**УСЛОВИЕ ЗАДАНИЯ:** Перепишите, пожалуйста, дословно отрывок из текста о генеалогии. Начните со слов «Генеалогия направление в» и остановитесь после слов «их стремится свести.».

**ТЕКСТ ДЛЯ АНАЛИЗА:**
++++++++++

Генеалогия

Генеалогия направление в анализе культурных ценностей, рассматриваемых под углом зрения их происхождения из социально-психологических и даже физиологических факторов мира повседневности, над которыми эти ценности кажутся для применяющего подобный подход неоправданно возвышающимися и к которым он их стремится свести.

Интересно
Термин введен в оборот Ф. Ницше в его работе «К генеалогии морали» (1887). «Нам необходима, говорит Ницше, — критика моральных ценностей, сама ценность этих ценностей должна быть однажды поставлена под вопрос, а для этого необходимо знание условий и обстоятельств, из которых они произросли, среди которых они развивались и изменялись».

Таким образом, Г. понимается Ницше как знание условий и обстоятельств происхождения моральных ценностей, используемое для их подрыва с помощью сведения их духовного смысла к материальным условиям его исторического бытования и с целью освобождения от них якобы «оклеветанной» ими жизни.

++++++++++

(Данные референциальных выражений по фотографиям)

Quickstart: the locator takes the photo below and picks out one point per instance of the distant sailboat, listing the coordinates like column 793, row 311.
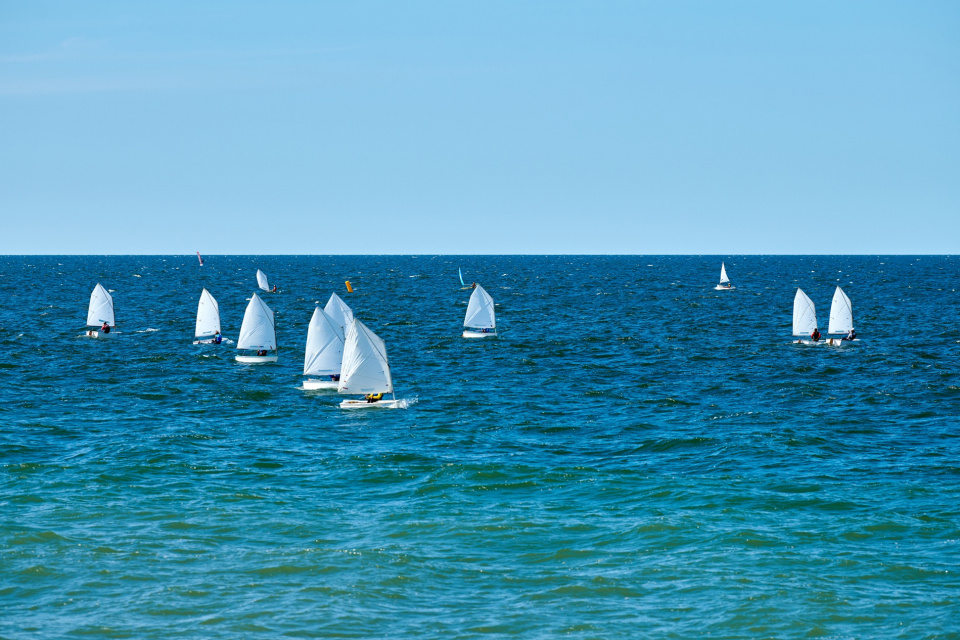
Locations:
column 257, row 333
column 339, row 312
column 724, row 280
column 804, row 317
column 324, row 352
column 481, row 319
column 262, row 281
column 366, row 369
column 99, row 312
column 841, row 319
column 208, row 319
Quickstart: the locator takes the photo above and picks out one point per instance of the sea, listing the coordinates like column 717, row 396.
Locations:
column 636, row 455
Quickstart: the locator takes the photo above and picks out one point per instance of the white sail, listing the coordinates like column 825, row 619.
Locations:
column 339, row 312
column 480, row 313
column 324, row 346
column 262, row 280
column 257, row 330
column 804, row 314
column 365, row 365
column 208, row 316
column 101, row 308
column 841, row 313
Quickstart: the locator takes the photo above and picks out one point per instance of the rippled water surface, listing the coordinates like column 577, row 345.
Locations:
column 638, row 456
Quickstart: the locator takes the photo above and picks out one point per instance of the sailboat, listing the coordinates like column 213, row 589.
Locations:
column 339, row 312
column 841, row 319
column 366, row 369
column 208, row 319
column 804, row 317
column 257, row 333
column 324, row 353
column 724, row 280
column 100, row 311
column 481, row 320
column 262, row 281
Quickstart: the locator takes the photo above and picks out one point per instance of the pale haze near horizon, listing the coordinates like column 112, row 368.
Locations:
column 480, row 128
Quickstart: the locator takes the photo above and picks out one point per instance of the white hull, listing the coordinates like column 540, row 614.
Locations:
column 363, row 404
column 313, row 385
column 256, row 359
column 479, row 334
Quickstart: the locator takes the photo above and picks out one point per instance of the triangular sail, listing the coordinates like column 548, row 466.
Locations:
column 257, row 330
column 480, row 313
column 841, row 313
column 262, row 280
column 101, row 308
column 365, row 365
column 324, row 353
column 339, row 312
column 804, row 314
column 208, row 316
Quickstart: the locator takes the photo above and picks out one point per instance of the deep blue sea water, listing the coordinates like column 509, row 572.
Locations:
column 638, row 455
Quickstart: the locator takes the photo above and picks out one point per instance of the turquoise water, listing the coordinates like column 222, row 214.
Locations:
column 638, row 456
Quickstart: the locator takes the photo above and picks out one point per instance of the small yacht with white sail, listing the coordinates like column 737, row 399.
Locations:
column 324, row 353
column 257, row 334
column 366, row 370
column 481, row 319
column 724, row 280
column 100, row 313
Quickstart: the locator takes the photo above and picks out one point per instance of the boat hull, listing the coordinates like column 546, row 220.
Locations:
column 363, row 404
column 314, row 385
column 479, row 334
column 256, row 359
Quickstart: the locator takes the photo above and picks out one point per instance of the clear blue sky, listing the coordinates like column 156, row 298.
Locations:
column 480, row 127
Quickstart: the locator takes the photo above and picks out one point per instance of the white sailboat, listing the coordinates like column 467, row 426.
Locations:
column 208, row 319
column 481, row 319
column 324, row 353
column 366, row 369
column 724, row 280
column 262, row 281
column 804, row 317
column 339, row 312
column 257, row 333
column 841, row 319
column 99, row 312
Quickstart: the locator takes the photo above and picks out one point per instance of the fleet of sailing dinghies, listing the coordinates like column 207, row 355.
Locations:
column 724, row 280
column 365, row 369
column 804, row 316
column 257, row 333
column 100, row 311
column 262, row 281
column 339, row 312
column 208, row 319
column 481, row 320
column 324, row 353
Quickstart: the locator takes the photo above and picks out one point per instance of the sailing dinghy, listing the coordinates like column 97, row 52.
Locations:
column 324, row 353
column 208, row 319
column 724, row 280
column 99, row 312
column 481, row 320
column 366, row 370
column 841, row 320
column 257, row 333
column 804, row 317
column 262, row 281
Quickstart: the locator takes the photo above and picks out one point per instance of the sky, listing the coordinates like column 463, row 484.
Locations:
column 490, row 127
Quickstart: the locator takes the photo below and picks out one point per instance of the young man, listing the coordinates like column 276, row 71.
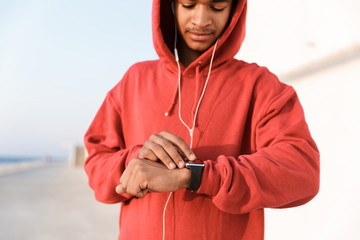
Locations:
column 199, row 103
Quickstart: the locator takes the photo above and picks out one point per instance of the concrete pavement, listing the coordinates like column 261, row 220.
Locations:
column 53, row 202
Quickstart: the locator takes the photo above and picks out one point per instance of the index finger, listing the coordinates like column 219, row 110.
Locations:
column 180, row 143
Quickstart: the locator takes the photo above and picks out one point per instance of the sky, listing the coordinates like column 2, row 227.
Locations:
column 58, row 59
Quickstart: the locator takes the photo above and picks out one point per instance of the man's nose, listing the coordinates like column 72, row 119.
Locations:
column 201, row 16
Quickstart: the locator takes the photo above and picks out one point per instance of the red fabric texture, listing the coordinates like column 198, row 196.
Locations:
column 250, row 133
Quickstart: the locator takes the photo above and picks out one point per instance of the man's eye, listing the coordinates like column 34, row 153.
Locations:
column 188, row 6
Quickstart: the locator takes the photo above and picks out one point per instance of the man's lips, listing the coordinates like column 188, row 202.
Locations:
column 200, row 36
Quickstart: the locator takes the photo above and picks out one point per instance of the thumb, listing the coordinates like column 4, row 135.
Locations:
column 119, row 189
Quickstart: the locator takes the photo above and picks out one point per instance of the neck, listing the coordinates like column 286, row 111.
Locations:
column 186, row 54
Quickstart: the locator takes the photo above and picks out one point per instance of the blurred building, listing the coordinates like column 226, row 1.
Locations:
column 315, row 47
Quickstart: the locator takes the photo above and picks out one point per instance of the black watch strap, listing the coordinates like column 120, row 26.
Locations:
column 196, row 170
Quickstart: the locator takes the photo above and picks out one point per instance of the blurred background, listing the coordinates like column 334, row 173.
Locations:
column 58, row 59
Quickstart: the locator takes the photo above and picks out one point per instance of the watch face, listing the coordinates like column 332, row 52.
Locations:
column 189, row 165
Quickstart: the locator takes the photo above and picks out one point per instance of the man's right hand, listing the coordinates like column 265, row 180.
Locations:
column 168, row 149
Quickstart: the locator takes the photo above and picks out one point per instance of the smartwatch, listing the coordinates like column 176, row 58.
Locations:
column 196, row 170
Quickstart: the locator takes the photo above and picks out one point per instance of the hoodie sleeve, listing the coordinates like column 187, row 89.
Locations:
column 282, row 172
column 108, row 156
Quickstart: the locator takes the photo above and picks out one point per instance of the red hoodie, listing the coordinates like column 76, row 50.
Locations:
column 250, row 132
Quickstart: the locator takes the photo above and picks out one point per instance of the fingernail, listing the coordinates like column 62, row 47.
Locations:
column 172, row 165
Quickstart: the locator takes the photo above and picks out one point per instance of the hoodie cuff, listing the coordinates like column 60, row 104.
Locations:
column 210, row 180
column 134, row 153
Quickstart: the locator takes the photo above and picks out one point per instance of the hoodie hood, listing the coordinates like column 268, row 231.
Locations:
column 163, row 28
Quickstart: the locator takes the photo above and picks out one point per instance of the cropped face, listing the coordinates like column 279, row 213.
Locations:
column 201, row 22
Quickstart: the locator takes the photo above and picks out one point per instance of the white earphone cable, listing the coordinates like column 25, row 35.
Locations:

++++++++++

**РЕЗУЛЬТАТ ВЫПОЛНЕНИЯ:**
Генеалогия направление в анализе культурных ценностей, рассматриваемых под углом зрения их происхождения из социально-психологических и даже физиологических факторов мира повседневности, над которыми эти ценности кажутся для применяющего подобный подход неоправданно возвышающимися и к которым он их стремится свести.